PROMPT 1
From the film text, translate this sentence into Spanish: "The film also co-stars Cynthia Rothrock, Melvin Wong, Wu Ma, Roy Chiao and director Yuen himself."

TEXT PROVIDED

* * * * * * *

- Original film poster
- Traditional Chinese: 執法先鋒
- Simplified Chinese: 执法先锋
- Literal meaning: Law Enforcement Pioneer
- Hanyu Pinyin: Zhí Fǎ Xiān Fēng
- Jyutping: Zap1 Faat3 Sin1 Fung1
- Directed by: Corey Yuen
- Written by: Szeto Chuek-hon; Barry Wong;
- Produced by: Yuen Biao; Corey Yuen;
- Starring: Yuen Biao; Cynthia Rothrock; Melvin Wong; Wu Ma; Roy Chiao; Corey Yuen;
- Cinematography: Tom Lau
- Edited by: Peter Cheung
- Music by: Romeo Diaz; Stephen Shing;
- Production companies: Golden Harvest; Bo Ho Films; Paragon Films;
- Distributed by: Golden Harvest
- Release date: 27 November 1986;
- Running time: 96 minutes
- Country: Hong Kong
- Language: Cantonese
- Box office: HK$10,751,259

= Righting Wrongs =

1986 Hong Kong film by Corey Yuen

Righting Wrongs (執法先鋒 (Zap Faat Sin Fung)) is a 1986 Hong Kong action film produced and directed by Corey Yuen, and also produced by and starring Yuen Biao, both of whom also serve as the film's action directors. The film also co-stars Cynthia Rothrock, Melvin Wong, Wu Ma, Roy Chiao and director Yuen himself. Righting Wrongs is one of Yuen Biao's better known films that he made without film industry compatriots Sammo Hung and Jackie Chan.

==Plot==
Jason Ha Ling-ching is a dedicated, by the books prosecutor who has tried to maintain patience and tolerance under the somewhat flimsy laws of the court. However, when his mentor is publicly gunned down in New Zealand and the key witness of Ha's latest case and his entire family is wiped out overnight, Ha can no longer go by the book.

Ha's initial plan is to take the law into his own hands and kill the two men he believes called for his witness' murder. He is successful in killing the first, which causes the Hong Kong Police Department to wake up and take action to regain order. Enter Senior Inspector Cindy Si, who is put on the case to find the killer under her superior, Superintendent Wong Ching-wai. However, when Ha goes to kill the second defendant, Chow Ting-kwong, he is already dead. Unbeknownst to them, both of the defendants were working under an even higher power, known only as "Crown". However, it is soon discovered that "Crown" is none other than Superintendent Wong, who was also Chow's killer.

* * * * * * *

EXERCISE DATA
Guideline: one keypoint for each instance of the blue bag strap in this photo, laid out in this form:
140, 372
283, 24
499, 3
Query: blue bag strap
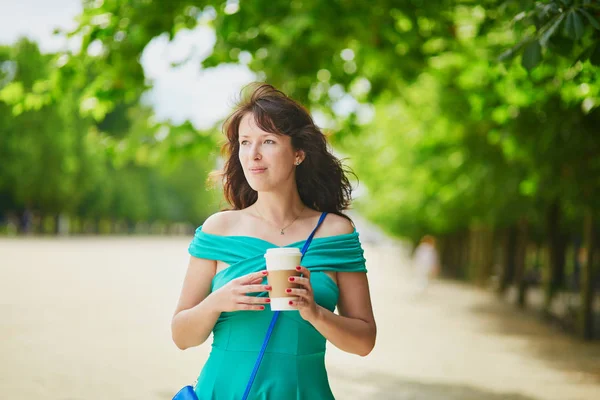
275, 316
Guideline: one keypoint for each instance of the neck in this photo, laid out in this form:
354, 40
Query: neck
279, 207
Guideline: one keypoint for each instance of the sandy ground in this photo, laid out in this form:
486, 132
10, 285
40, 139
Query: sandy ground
88, 318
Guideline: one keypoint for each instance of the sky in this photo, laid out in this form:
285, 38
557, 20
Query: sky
186, 92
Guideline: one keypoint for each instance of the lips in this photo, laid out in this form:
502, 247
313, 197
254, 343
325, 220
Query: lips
257, 170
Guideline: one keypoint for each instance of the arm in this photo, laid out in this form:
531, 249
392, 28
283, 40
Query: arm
354, 329
195, 315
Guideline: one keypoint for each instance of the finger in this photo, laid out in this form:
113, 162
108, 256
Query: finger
304, 271
255, 288
253, 300
298, 303
250, 307
246, 279
299, 292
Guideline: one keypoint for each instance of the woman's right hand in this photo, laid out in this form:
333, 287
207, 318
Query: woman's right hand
234, 295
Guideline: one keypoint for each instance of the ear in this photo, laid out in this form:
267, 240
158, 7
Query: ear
300, 156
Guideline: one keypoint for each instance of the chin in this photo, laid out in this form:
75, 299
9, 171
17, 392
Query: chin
260, 186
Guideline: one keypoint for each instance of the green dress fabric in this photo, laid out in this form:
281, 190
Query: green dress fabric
293, 366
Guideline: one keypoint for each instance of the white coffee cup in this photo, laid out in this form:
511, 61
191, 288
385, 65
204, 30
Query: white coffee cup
281, 264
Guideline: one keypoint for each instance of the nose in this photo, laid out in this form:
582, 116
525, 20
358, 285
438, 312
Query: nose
255, 152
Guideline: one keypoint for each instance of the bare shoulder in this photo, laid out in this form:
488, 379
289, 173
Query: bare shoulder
336, 225
220, 223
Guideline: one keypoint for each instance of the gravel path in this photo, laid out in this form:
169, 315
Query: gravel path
88, 318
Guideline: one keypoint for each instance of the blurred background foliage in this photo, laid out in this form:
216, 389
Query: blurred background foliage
475, 121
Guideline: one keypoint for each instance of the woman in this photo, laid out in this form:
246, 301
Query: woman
279, 177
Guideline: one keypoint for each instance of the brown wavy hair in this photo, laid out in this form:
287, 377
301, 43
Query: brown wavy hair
321, 178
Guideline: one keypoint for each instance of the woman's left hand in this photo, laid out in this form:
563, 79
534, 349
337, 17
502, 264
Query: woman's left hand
309, 310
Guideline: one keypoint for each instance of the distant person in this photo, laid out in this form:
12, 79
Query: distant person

* * * * * * *

PROMPT 2
Swap "gravel path" for "dirt trail" in the records, from the line containing "Guideline: one keypoint for each instance of the bare" through the end of the records. Return those lines with nothing else changed.

WORKED SOLUTION 1
La película también cuenta con Cynthia Rothrock, Melvin Wong, Wu Ma, Roy Chiao y el propio director Yuen como coprotagonistas.

WORKED SOLUTION 2
Guideline: one keypoint for each instance of the bare shoulder in this photo, laid out in this form:
488, 379
289, 173
Query: bare shoulder
336, 225
220, 223
Guideline: one keypoint for each instance of the dirt trail in this photo, laid out in this form:
169, 315
Query: dirt trail
88, 318
Guideline: one keypoint for each instance of the blurred background foliage in this photo, laid out in this form:
216, 389
Query: blurred background foliage
475, 121
Guideline: one keypoint for each instance of the woman in this photo, laid out in this form:
246, 301
Query: woman
279, 177
Guideline: one keypoint for each instance of the brown wavy hair in this photo, laid out in this form:
287, 377
301, 43
Query: brown wavy hair
321, 178
Guideline: one keypoint for each instance of the woman's left hand in this photo, laid out in this form:
563, 79
534, 349
337, 17
502, 264
Query: woman's left hand
309, 310
Guideline: one keypoint for each instance of the distant person in this photo, laid out in this form:
12, 79
Query: distant person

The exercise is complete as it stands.